**** Entries shown ****

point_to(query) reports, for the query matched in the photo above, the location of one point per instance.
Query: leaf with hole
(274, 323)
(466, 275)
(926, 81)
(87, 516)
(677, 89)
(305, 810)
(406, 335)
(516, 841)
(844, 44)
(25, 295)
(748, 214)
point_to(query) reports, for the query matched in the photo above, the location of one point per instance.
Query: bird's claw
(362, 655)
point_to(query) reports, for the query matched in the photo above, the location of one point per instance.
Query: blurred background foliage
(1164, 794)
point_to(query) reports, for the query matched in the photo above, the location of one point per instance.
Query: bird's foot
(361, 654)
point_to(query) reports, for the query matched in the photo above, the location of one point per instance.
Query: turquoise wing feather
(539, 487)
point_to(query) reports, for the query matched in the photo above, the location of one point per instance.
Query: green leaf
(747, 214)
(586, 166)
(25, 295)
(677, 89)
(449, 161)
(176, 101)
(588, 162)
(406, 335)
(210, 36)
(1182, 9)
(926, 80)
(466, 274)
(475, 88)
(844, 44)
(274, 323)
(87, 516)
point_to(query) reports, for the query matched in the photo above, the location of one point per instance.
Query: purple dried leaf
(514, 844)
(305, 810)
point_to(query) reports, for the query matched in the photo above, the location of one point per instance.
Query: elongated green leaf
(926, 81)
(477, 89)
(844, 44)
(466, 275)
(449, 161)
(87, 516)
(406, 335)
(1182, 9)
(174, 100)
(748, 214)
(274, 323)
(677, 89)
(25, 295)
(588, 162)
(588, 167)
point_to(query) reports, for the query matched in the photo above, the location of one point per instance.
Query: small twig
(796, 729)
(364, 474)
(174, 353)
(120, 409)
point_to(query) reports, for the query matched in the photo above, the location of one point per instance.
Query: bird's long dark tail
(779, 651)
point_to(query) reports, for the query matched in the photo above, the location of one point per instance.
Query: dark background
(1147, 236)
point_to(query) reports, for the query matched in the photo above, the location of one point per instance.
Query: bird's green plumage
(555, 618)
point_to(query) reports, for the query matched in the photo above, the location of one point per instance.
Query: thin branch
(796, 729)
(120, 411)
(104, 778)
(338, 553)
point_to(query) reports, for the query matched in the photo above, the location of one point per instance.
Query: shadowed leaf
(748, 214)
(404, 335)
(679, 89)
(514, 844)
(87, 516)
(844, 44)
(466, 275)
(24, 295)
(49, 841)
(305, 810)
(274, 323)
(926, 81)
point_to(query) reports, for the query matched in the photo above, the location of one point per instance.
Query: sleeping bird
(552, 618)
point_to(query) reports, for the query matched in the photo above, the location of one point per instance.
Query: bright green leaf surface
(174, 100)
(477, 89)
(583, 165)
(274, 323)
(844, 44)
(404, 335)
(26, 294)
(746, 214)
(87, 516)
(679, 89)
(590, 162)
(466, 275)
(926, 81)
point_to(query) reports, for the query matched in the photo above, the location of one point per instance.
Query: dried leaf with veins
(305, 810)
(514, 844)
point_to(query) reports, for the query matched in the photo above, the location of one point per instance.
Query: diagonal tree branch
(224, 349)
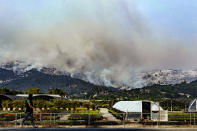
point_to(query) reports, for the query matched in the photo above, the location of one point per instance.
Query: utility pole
(171, 104)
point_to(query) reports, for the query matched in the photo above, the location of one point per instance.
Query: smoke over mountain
(105, 40)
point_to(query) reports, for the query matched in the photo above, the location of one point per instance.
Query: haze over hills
(12, 71)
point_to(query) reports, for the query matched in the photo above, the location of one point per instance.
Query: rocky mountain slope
(142, 79)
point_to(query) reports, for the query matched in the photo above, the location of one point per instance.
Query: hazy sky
(162, 26)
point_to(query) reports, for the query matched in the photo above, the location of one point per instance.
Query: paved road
(108, 116)
(98, 129)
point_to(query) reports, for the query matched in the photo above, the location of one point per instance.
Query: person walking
(29, 111)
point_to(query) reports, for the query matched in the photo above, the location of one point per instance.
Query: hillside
(77, 88)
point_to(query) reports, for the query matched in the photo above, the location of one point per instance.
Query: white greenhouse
(138, 110)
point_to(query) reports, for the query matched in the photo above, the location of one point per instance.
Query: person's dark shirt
(28, 108)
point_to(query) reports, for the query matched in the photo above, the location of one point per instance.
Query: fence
(85, 120)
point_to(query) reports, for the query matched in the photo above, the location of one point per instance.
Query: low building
(142, 110)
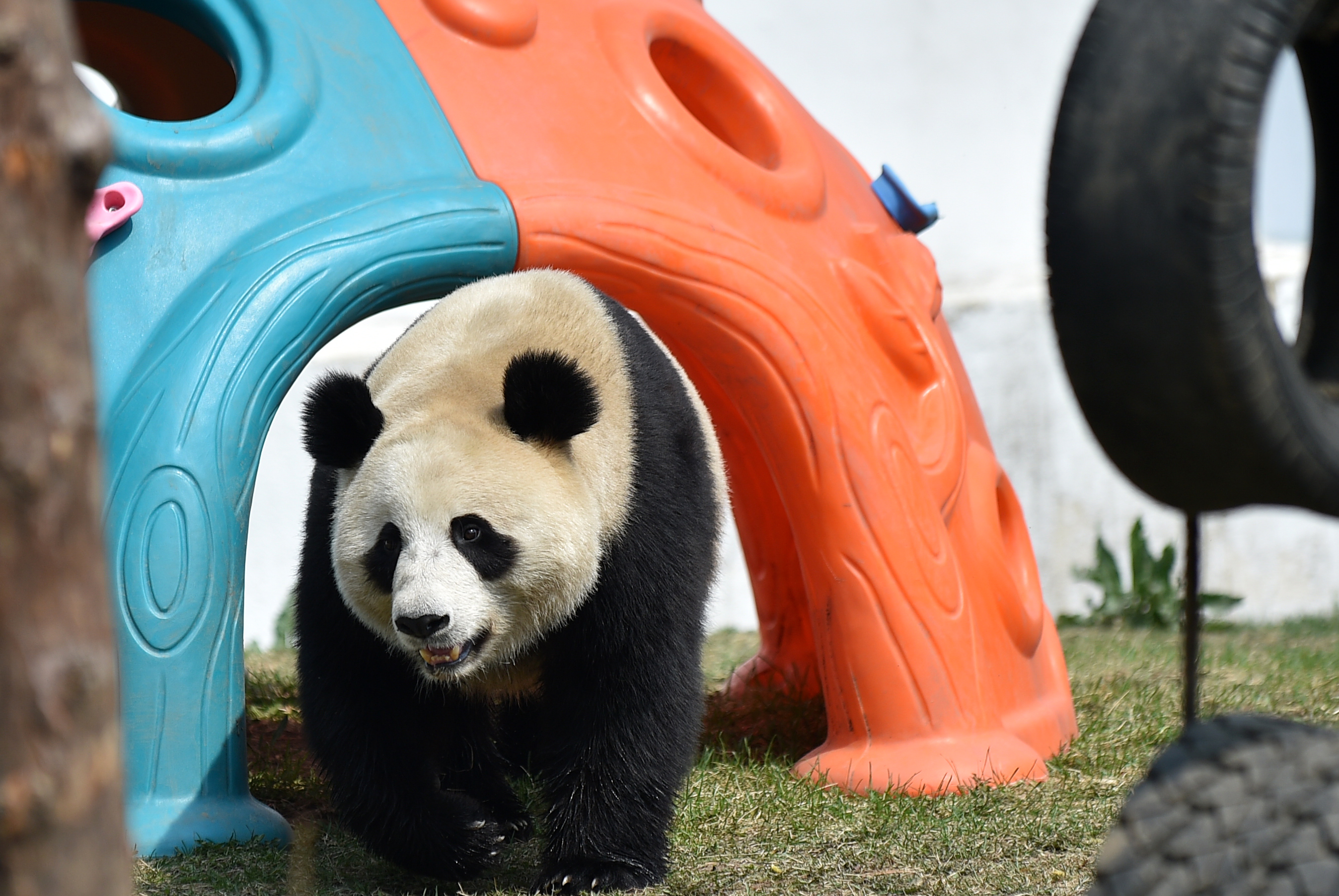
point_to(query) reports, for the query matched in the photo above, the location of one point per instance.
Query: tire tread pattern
(1242, 805)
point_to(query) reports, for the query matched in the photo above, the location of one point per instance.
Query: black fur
(385, 555)
(490, 552)
(339, 421)
(419, 773)
(547, 397)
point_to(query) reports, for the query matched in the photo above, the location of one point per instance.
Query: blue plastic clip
(899, 201)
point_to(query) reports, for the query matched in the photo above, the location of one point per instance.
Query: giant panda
(510, 535)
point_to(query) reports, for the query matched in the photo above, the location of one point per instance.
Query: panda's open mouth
(449, 657)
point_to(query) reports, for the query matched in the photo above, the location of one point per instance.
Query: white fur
(447, 452)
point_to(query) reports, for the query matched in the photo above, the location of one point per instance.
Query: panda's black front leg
(618, 737)
(472, 764)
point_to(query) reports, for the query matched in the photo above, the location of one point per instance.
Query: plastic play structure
(366, 157)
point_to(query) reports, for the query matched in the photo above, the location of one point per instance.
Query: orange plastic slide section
(647, 151)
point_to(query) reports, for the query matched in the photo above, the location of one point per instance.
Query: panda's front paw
(591, 876)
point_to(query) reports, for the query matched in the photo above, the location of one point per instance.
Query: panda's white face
(464, 546)
(476, 521)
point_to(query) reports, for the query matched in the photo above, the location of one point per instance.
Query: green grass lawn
(746, 827)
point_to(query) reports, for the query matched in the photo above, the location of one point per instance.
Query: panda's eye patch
(384, 556)
(490, 552)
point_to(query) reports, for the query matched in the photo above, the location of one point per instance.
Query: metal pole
(1191, 622)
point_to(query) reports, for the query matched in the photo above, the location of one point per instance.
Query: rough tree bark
(61, 809)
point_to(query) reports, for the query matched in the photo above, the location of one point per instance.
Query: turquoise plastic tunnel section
(329, 189)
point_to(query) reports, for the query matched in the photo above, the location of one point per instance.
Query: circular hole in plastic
(717, 100)
(159, 69)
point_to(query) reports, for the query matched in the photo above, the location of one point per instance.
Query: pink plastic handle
(110, 208)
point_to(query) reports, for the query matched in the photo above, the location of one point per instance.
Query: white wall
(959, 97)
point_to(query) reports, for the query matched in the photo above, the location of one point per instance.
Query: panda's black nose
(421, 626)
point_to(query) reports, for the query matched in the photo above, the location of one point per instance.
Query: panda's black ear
(339, 421)
(548, 398)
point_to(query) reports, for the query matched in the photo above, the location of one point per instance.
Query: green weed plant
(1153, 601)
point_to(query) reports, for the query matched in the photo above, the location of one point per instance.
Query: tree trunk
(61, 808)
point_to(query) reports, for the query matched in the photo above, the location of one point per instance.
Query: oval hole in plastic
(160, 70)
(718, 101)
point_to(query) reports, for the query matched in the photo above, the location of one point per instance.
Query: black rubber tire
(1157, 299)
(1242, 805)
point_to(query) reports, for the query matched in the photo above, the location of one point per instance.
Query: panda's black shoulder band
(339, 421)
(547, 397)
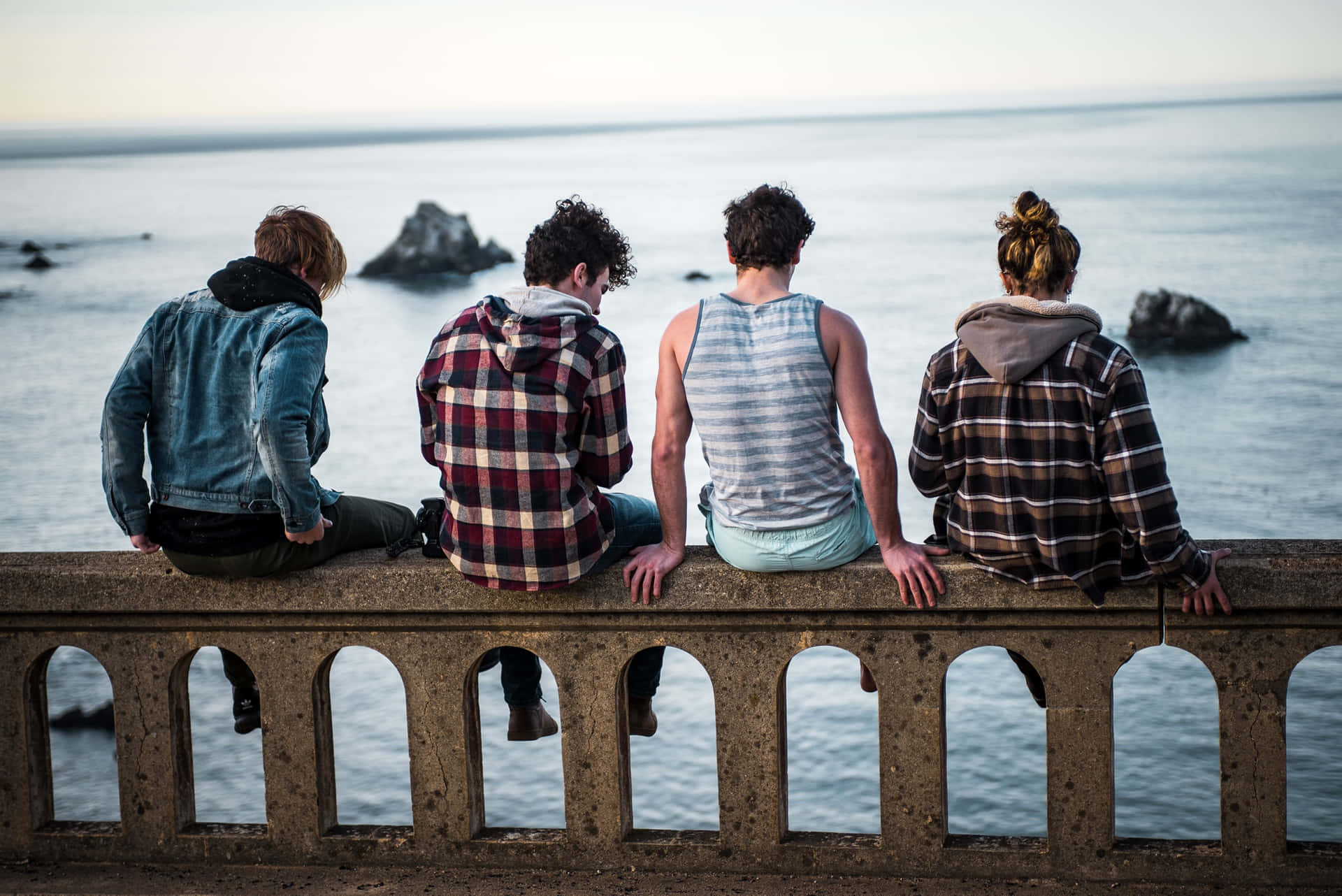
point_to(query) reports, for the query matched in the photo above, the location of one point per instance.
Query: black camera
(428, 521)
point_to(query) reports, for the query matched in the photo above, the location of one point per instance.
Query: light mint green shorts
(779, 550)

****

**Your task**
Please reproduce every record exactly, leaving the pictures out.

**Response area**
point_to(query) reports, for the query matched in the photo above, the location of one point per instance.
Query: leaf with hole
(274, 323)
(466, 275)
(926, 81)
(87, 516)
(677, 89)
(305, 810)
(406, 335)
(516, 841)
(844, 44)
(25, 295)
(748, 214)
point_to(query) reports, for the query matched in the photo above, the location of one point per instance.
Query: bird's claw
(362, 655)
point_to(query) reports, for the query matched in the photo above, the location of one point per instance.
Query: blurred background foliage
(1164, 794)
point_to(query) reports, for the query matched in the photo above, the location of one point per instance.
Query: bird's foot
(361, 654)
point_to(query) reports, for the query matched in the photo above, the location of one point per instance.
Query: turquoise wing feather
(539, 487)
point_to(query) reports, for the query matched in the photo above, the location of one point per instance.
Query: green leaf
(747, 214)
(586, 166)
(25, 295)
(677, 89)
(449, 161)
(176, 101)
(588, 162)
(406, 335)
(210, 36)
(1182, 9)
(926, 80)
(466, 274)
(475, 88)
(844, 44)
(274, 323)
(87, 516)
point_to(query) reports, for the query matched in the photo above, the location of one point per instance.
Query: purple dried leaf
(514, 844)
(305, 810)
point_to(query) reports, for the query matched in the photo above, the location of one point per instance.
Query: elongated green leaf
(926, 81)
(477, 89)
(844, 44)
(466, 275)
(449, 161)
(87, 516)
(406, 335)
(1182, 9)
(174, 100)
(748, 214)
(274, 323)
(677, 89)
(25, 295)
(588, 162)
(588, 167)
point_to(query) reports, for the query matched in the photo above, the location of one point per instance.
Query: small twig
(796, 729)
(364, 474)
(174, 353)
(120, 409)
point_to(query) reports, for the query matched in the photo above, the location of one point per instance.
Query: bird's long dark tail
(779, 651)
point_to(query) reports, for the query matched in the photo above, the location of one point per instance.
Query: dark background
(1147, 236)
point_to(query) reports, for the query matched in the photo above, the location of one point per instance.
Query: bird's green plumage
(555, 618)
point_to(query) reports, for the query matched in the photo above, the location of one point per instance.
Query: thin branch
(796, 729)
(120, 411)
(104, 778)
(338, 553)
point_to(query) reports, for the query matched in the photo above, the location of one point per instance.
Query: shadowed leaf
(748, 214)
(404, 335)
(679, 89)
(514, 844)
(87, 516)
(844, 44)
(466, 275)
(24, 295)
(49, 841)
(305, 810)
(274, 323)
(926, 81)
point_to(query) reports, for the query matched in the photo above, the location of one point per instance.
Query: sleeping bird
(552, 618)
point_to(query) reports, for the query matched in the photo above, the location of one point per instance.
Query: bright green leaf surface
(174, 100)
(477, 89)
(583, 165)
(274, 323)
(844, 44)
(404, 335)
(26, 294)
(746, 214)
(87, 516)
(679, 89)
(590, 162)
(466, 275)
(926, 81)
point_to(query) reports, for the query matched in the photo above, the location of one point per instance.
Query: dried leaf with veins
(305, 810)
(514, 844)
point_to(query) reports, for the query matched in the photo above, the location of one point per instance.
Query: diagonal tree branch
(224, 349)
point_to(query) reports, for the query matched in the photo above, the location of one point per instance.
Query: utility pole
(171, 104)
point_to(query) reports, for the query matched in the photo above, the location of one point per instance.
Query: smoke over mountain
(105, 40)
point_to(query) reports, for the query matched in the photo above, the location of one point per instance.
Query: haze over hills
(12, 71)
point_to(query) reports, for the query matched in the photo above, the location of one point per instance.
Query: rocky mountain slope
(142, 79)
point_to(query) reports, for the query matched in the photo above, the location of one point per instance.
Query: hazy sky
(162, 26)
point_to(query) reports, for the query matched in the photo above, the location of one point per instance.
Query: paved road
(108, 116)
(98, 129)
point_to(query) reports, for the query matched in the photo above, the location of one point per instance.
Query: person walking
(29, 111)
point_to(query) reports, for the query matched in the photo above, the location of one point per instance.
Query: hillside
(77, 88)
point_to(query) reports, for the query matched in the photo above, the location of one point per instance.
Query: white greenhouse
(138, 110)
point_to(query) reports, for the query matched in the photo above, the location of one point per instance.
Query: person's dark shirt
(28, 108)
point_to(query) reports, for the query matched in the photo above, the location of one point per instance.
Query: fence
(85, 120)
point_to(query) reports, for the query matched in the photo above, the location of one point per instance.
Query: low building
(142, 110)
point_to(query) reports, for the query matched in the photo above, the location of one point per instance.
Query: tire tread pattern
(1242, 805)
point_to(query) reports, for the query matched in the photo above, the location of one point per instance.
Query: black fur
(385, 555)
(490, 552)
(339, 421)
(419, 773)
(547, 397)
point_to(query) reports, for the query matched in the photo above, the location of one point per instance.
Query: blue plastic clip
(899, 201)
point_to(query) reports, for the query matched in the photo above, the location of one point per instance.
Query: giant panda
(510, 535)
point_to(query) reports, for the query matched in the photo above, the location of one point per instance.
Query: panda's open mouth
(449, 657)
point_to(query) reports, for the query matched in the photo above, the location of one point per instance.
Query: white fur
(447, 452)
point_to(query) reports, for the query matched in the photo above, the location of one point per instance.
Query: panda's black front leg
(618, 737)
(472, 764)
point_to(query) reports, for the query matched in the photo above, the location of one point per instance.
Query: plastic play structure
(366, 157)
point_to(query) reports, for the query matched in the photo above, the location of one point per instance.
Query: orange plastic slide section
(647, 151)
point_to(query) reports, for the query matched in the photo above, the location of one point per instance.
Query: panda's front paw
(591, 876)
point_to(query) reports, for the query matched in the photo above, the location of one point per instance.
Query: panda's white face
(464, 546)
(476, 521)
point_to(query) reports, for the query matched in the photo above, the location of one point per instance.
Query: green grass lawn
(746, 827)
point_to(query) reports, for the query matched in the photo above, the location of one point per instance.
Query: panda's eye patch
(384, 556)
(490, 552)
point_to(query) reports, for the query matched in the photo above, the location of one point per instance.
Query: metal pole
(1191, 622)
point_to(query) reports, for the query matched in the photo above, the location of one point per instance.
Query: rough tree bark
(61, 809)
point_to(query) reports, for the query matched in the photo above, the location of one point per instance.
Query: turquoise plastic tunnel section
(329, 189)
point_to(query) reports, for the query matched in the photo above, the location of one point per instance.
Query: circular hole in plastic
(717, 100)
(159, 69)
point_to(query) reports, for the query matched in the photo above, the location of one point per instance.
Query: pink plastic handle
(110, 208)
point_to(query) reports, for the query matched in the photo above, the location of one point per instance.
Query: white wall
(959, 97)
point_to(query) reports, for the query matched in the photo above, the location of one point per instance.
Query: panda's black nose
(421, 626)
point_to(query) reports, for the query matched in the photo above, the location of one point per instance.
Query: panda's black ear
(339, 421)
(548, 398)
point_to(query) reports, for the query matched in the photo above, the location of one point per instance.
Query: green weed plant
(1153, 601)
point_to(query) reports, for the query matched in the photo above, the location of one point per instance.
Query: tree trunk
(61, 808)
point_to(query) reports, for the query matched in the photo above, the location of one point per instance.
Query: oval hole in plastic
(160, 70)
(718, 101)
point_to(query) reports, for the query matched in the photo above, the location of one point per instance.
Query: black rubber tire
(1157, 299)
(1242, 805)
point_to(query) reports, for the query matched in the photo above, the location of one point per instance.
Query: panda's black shoulder band
(339, 421)
(547, 397)
point_to(query) reports, for the query matched in the photo above, the location of one point per instance.
Query: black camera
(428, 521)
point_to(query) reports, for the query matched in the photo above, the location of one point per instance.
Query: light mint green shorts
(779, 550)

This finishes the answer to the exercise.